On 12/02/10 13:47, Ralf Wildenhues wrote:

> * error_at_line.c ...
> IMVHO it makes sense to at least document the requirement for the caller
> here.

Yes.  This is also a restriction for the glibc implementation, no?
So it's fine if gnulib has the same restriction.

> * in getloadavg.c, getloadavg_initialized should probably be a
> sig_atomic_t not a bool (no idea whether this can ever be a problem in
> practice[1]).

In general sig_atomic_t does not guarantee atomic access with C99, any
more than bool does, across threads.  (C0x may be different; I haven't
been following that.)  In practice, loading and storing words tends to
be atomic across threads, if the instructions are not optimized away;
'volatile' may be needed to prevent that, but I don't offhand see why
'volatile' would be required here, even with link-time optimization.

That being said, there are race conditions there, even if one assumes
sig_atomic_t access is atomic across threads, since multiple threads
could be initializing the buffers simultaneously.  Fixing this won't
be trivial.  It may well be better to document getloadavg as not being
thread-safe, for now.

> * register_close_hook is not thread-safe.

Yes, worth documenting.

> I'm sure a number of other issues are lurking there.  The increased use
> of LTO (link-time optimization) will surely over time expose more of
> these issues (also things like missing volatile) due to the compiler
> being able to optimize much more aggressively.

Yes and yes!

> * Unless STACK_DIRECTION is defined, gnulib/lib/alloca.c sets and uses
> STACK_DIR and find_stack_direction:addr in the first alloca call.  When
> that first call is from threads, and racing with another one, the value
> for STACK_DIRECTION may be computed wrongly, and the code may corrupt
> the stack.

This should be fixable by making 'addr' auto instead of static, no?

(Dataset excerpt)
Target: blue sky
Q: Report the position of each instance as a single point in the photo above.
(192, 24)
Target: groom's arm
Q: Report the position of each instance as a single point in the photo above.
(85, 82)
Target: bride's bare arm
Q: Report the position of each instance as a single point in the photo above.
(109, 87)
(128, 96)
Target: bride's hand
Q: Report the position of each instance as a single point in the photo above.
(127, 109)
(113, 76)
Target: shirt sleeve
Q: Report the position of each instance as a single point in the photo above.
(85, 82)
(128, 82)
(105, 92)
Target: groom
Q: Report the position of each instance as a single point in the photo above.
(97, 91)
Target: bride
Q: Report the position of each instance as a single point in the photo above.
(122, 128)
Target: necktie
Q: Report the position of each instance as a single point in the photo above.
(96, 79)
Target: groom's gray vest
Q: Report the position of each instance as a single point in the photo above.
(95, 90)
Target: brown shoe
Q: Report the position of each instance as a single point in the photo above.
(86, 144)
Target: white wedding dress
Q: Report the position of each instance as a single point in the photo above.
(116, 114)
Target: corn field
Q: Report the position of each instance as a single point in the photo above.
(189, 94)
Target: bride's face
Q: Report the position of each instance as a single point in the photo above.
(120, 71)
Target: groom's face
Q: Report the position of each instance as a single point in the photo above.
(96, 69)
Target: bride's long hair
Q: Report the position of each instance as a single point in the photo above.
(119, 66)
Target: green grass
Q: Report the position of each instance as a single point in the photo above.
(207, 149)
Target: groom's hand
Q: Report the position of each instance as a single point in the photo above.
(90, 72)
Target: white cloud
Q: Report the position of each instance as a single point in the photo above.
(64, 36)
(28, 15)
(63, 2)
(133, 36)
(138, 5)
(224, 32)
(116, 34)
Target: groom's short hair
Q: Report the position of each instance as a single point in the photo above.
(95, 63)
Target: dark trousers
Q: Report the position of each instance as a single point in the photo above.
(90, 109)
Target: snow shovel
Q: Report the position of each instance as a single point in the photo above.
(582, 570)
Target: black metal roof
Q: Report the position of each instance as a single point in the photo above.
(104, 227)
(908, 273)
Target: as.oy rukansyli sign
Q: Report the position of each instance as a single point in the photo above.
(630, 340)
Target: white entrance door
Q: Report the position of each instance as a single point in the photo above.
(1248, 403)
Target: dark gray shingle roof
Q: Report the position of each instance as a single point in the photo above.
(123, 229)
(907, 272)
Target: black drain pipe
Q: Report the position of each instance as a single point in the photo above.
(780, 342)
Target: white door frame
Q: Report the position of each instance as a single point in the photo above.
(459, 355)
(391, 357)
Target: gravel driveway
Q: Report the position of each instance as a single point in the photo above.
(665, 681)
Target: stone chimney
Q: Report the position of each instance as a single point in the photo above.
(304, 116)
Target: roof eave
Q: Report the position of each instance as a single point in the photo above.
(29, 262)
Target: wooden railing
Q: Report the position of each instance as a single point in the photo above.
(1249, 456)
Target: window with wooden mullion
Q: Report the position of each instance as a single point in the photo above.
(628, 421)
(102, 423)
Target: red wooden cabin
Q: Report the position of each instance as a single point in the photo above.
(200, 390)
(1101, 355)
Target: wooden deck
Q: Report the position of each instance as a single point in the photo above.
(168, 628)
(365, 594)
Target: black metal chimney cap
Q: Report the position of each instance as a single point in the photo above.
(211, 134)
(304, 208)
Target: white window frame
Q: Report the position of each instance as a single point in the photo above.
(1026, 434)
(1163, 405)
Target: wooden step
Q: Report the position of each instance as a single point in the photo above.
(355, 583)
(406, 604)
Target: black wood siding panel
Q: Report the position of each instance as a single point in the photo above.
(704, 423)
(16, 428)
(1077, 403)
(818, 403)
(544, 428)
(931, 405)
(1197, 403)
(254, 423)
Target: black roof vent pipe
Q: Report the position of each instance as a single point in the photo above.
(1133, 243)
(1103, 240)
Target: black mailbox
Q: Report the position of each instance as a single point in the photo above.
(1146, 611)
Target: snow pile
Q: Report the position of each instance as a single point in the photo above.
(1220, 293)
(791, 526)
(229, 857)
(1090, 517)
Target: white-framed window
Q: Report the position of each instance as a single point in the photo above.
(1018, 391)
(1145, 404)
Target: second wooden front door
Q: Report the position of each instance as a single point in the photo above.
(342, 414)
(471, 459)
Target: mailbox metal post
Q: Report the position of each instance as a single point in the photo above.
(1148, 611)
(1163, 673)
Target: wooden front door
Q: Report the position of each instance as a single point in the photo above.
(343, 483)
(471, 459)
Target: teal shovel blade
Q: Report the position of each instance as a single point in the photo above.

▸ **Goal**: Reproduce the reply on gnulib thread safety word for word, starting at "On 12/02/10 13:47, Ralf" and ending at "the same restriction.". This listing was drawn from a separate source.

▸ **Result**:
On 12/02/10 13:47, Ralf Wildenhues wrote:

> * error_at_line.c ...
> IMVHO it makes sense to at least document the requirement for the caller
> here.

Yes.  This is also a restriction for the glibc implementation, no?
So it's fine if gnulib has the same restriction.